| Problem to solve |
Please give everything from the start of the material down to the line containing "[198,46,234,92]" again, changing "green foliage" to "pine branches" and leaving all else as it is.

| Supplied data |
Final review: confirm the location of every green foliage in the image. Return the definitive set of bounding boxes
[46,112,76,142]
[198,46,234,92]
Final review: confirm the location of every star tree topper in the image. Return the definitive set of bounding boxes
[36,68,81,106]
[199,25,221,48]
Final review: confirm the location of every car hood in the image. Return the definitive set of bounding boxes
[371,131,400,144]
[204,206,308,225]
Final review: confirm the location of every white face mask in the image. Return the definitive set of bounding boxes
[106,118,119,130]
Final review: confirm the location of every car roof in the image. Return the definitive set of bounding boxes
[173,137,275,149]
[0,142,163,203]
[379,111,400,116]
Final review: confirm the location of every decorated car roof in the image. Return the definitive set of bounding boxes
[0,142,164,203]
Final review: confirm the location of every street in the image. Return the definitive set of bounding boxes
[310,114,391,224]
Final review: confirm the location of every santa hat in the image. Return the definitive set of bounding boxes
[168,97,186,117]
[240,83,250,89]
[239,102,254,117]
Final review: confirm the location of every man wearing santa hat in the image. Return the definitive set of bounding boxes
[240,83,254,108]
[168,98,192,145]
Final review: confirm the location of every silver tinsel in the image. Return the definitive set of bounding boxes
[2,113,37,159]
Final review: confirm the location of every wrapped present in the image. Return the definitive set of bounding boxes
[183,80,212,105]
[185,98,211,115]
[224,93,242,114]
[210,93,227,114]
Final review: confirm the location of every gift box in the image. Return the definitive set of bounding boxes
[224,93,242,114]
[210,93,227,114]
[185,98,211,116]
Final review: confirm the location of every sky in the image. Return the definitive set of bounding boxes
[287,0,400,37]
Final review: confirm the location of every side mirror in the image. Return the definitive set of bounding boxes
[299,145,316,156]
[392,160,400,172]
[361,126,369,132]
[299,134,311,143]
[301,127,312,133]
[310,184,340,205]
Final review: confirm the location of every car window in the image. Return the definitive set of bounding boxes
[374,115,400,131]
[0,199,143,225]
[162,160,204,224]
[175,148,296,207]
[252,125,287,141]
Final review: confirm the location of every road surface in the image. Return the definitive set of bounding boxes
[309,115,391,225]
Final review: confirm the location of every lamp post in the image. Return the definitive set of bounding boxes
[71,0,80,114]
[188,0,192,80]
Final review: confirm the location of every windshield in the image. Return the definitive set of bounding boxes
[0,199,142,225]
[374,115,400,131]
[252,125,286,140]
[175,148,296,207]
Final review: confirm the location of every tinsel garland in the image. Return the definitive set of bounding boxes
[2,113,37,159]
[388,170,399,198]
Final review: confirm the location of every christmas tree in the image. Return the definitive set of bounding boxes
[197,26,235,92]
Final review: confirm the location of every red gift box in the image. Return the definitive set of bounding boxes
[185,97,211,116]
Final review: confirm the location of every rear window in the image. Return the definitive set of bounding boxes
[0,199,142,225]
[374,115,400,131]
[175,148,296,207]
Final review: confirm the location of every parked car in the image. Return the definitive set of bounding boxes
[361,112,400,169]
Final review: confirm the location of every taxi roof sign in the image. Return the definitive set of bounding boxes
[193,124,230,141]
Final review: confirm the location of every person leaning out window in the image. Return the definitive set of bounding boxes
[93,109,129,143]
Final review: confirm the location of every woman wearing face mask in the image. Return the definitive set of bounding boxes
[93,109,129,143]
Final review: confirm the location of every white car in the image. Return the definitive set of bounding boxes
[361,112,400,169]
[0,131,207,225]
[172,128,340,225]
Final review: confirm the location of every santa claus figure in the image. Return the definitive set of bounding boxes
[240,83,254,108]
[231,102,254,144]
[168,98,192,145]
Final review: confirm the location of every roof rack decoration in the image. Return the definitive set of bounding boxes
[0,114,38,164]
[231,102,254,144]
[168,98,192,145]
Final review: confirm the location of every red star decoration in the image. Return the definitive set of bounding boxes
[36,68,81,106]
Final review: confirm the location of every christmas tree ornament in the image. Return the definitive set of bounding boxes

| Response to the exercise |
Final review: confirm the location of every pine branches in the image. Return the definitive set of bounding boxes
[46,112,76,142]
[198,46,234,92]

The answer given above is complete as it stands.